-- SOURCE TEXT --
+ + + +

Two words: disposable penis.

CARIN BONDAR
5 SEP 2016
 

It's a fact of human nature that we are all titillated on some level by the mere notion of sex, and chances are many of us spend a good portion of our free time either having sex or thinking about it.

Because of this, it’s only natural to be curious about how the whole process takes place in other creatures. And if my research in animal sex biology has taught me anything, it’s that, on the whole, human sex is pretty uneventful compared to most of our wild counterparts.

 

Here are some astounding facts about sex in the animal kingdom:

1. You can't have non-consensual sex with an elephant

Elephants belong to a unique group of mammals - also including hyenas - where females have an externally elongated clitoris that looks just like a penis. It’s called a pseudo-penis, and its existence means that an observer cannot tell the sex of the animal by simply looking at their external genitalia.

This also means that in order for a male to copulate with a female, she must first retract her pseudo-penis inside of her own body (picture turning a sock inside out). If she does not do this, he’s out of luck.

 

2. Love takes sacrifice

 

Male Tidarren spiders have penises that are so monstrous, dragging them around takes a lot of time and energy. So after they have successfully mated, they just rip them right off.

Once they are successfully transformed into eunuchs, they then have a new lease on life - and enough stamina to guard their mates from the interested eyes of other suitors. It all comes, sadly, at the cost of never being able to have sex again.

3. It’s hard to find love in the big city

Unlike humans, who tend to have a better chance of finding a mate in densely populated areas, birds in big cities have trouble finding mates because their seductive mating calls can’t be heard over traffic and the general cacophony of urban life.

+ + + +

-- EXERCISES --
(1) In the animal sex article, what must a female elephant do before a male can copulate with her?
(2) Pull the passage from the animal sex article word for word, starting with "Male Tidarren spiders" and going on through "have sex again.".

-- ENTRIES SUPPLIED --
+ + + +

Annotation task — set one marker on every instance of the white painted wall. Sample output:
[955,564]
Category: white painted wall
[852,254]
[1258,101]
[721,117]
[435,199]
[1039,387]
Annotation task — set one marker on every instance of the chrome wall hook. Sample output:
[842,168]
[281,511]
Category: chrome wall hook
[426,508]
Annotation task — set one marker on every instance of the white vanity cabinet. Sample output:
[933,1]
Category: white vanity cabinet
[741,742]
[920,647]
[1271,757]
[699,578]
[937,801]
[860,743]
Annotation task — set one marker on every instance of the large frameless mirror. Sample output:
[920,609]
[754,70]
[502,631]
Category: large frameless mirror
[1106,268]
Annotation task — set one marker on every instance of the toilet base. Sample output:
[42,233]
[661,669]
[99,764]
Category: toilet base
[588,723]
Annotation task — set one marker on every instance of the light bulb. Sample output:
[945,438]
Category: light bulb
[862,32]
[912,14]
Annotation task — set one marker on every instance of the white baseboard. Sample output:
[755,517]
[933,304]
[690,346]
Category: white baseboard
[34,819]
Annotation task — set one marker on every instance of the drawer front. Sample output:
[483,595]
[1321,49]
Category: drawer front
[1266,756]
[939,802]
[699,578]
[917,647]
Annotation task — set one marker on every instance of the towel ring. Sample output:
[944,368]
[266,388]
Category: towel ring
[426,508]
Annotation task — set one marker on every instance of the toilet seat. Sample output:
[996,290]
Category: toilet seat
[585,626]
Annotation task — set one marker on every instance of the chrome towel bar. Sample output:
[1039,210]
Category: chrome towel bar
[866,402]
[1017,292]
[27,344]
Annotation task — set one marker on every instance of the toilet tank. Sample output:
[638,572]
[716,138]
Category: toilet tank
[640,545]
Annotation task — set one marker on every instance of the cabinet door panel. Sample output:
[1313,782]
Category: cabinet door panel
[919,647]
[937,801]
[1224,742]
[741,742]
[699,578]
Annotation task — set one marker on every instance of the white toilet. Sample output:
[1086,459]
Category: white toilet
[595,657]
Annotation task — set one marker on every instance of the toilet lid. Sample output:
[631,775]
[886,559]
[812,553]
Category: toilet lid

+ + + +

-- RESPONSES BY TASK --
(1) She must first retract her pseudo-penis inside her own body.

(2)
Male Tidarren spiders have penises that are so monstrous, dragging them around takes a lot of time and energy. So after they have successfully mated, they just rip them right off.

Once they are successfully transformed into eunuchs, they then have a new lease on life - and enough stamina to guard their mates from the interested eyes of other suitors. It all comes, sadly, at the cost of never being able to have sex again.